··· INPUT

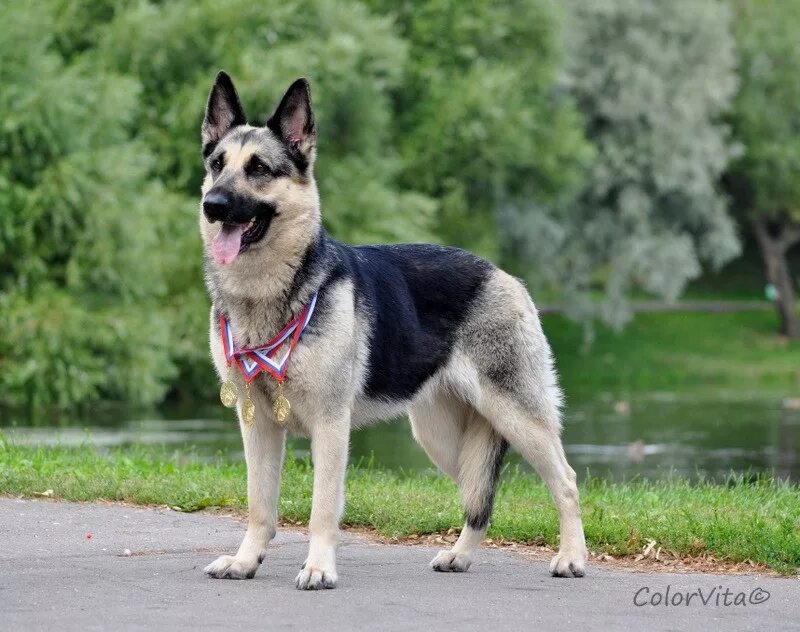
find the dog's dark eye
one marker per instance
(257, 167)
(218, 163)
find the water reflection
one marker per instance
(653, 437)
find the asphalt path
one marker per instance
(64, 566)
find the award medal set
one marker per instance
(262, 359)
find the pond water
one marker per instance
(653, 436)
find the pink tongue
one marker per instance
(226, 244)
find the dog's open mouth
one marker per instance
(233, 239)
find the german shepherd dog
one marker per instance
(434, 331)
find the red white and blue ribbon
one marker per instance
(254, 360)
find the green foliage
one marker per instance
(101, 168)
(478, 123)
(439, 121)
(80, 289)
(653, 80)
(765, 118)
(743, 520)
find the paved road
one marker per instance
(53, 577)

······
··· INPUT

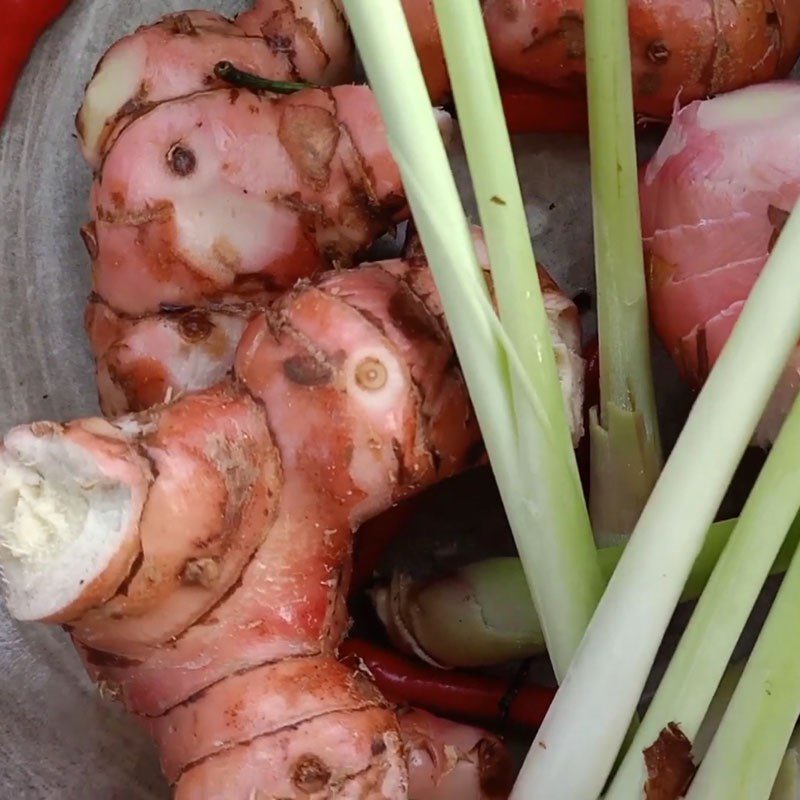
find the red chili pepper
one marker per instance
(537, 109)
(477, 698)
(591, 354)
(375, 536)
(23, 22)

······

## REQUIRED ACTION
From the material given, work out how many lines hold the string "water"; state that number and nothing further.

## SOLUTION TO THIS TASK
2